Monday, August 04, 2008

It’s Not Just That They All Look the Same

Dear Korean,

What is up with Korean names? My brother works front desk at a hotel in Canada which is owned by a Korean conglomerate, which leads to many Korean people staying there on business. As guests, he generally finds Koreans to be polite and trouble free, except when he must direct calls to their rooms-he says that for any given Korean name, he may have three people by that name staying in the hotel, and he has no idea which room to direct the call to. Are there just not enough suitable Korean names? Is there anything else my brother could use to direct calls properly?

Jenny B.

Dear Jenny,

The Korean appreciates your providing yet another excuse to dig into the Korean’s favorite topic – Korean names. Despite numerous posts about Korean names (try… here here and here), the Korean still has a thing or two to say about Korean names.

So why all the same names? Is this a part of Koreans’ diabolical plan to confuse the whitey? We already all look alike, so we will all give ourselves the same name to torture those hapless hotel clerks! Those silly Canadians will never know what hit them.

Just kidding. Let’s break it down a little bit, shall we? First, we all know that many Koreans have the same surname. (The Korean already covered this topic here.) Roughly 1 in 5 Koreans are Kims, 1 in 7 are Lees, and 1 in 10 are Parks. Kim, Lee, and Park put together comprise 45 percent of all Koreans. So that is one source of confusion.

(Aside: Koreans are not even close to being the worst offender in this area – approximately 40 percent of Vietnamese have the last name Nguyen.)

Korean first names could also be confusing. First, you have to understand the structure of a Korean first name. Korean first name is almost always two syllables. Those two syllables are almost always made up of two Chinese characters with distinct meanings.

(Although they are Chinese characters, Koreans pronounce them differently from the way Chinese people do. It’s akin to the way same alphabets are pronounced different across English, French, and German.)

So generally, the way Koreans name their children is to select two Chinese characters with good meanings and cool sounds, and put them together in some order. Some characters are associated with boys, some with girls, and some characters are unisex. The Korean’s own name is also unisex. (What is it, you ask? Wouldn’t you like to know.)

--------------------

TASK 1 =
Copy the stretch of the post on Korean names from "Korean first names" through "French, and German.)", putting "sound units" wherever "syllables" appears.
TASK 2 =
Translate this sentence from the post on Korean names into Spanish: "Some characters are associated with boys, some with girls, and some characters are unisex."

RECORDS SUPPLIED =
--------------------

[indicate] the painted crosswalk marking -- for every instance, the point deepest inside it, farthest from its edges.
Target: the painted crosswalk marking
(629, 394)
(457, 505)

--------------------

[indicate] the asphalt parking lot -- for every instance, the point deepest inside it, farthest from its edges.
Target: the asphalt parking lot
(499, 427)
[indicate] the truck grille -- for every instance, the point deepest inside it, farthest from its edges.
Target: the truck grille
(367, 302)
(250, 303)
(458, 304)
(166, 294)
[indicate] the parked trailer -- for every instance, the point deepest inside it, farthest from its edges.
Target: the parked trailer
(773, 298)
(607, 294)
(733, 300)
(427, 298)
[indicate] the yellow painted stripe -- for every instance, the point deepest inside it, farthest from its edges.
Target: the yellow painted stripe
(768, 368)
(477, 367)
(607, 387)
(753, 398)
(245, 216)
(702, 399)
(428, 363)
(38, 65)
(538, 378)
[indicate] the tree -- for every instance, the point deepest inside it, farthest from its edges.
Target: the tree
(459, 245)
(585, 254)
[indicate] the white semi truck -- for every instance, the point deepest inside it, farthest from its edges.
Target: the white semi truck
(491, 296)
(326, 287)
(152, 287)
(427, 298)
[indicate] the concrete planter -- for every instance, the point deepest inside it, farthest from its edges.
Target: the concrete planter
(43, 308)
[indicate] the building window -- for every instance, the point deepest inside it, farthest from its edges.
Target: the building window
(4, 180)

--------------------

TASK SOLUTION 1 =
Korean first names could also be confusing. First, you have to understand the structure of a Korean first name. Korean first name is almost always two sound units. Those two sound units are almost always made up of two Chinese characters with distinct meanings.

(Although they are Chinese characters, Koreans pronounce them differently from the way Chinese people do. It’s akin to the way same alphabets are pronounced different across English, French, and German.)

TASK SOLUTION 2 =
Algunos caracteres se asocian con los niños, otros con las niñas, y algunos caracteres son unisex.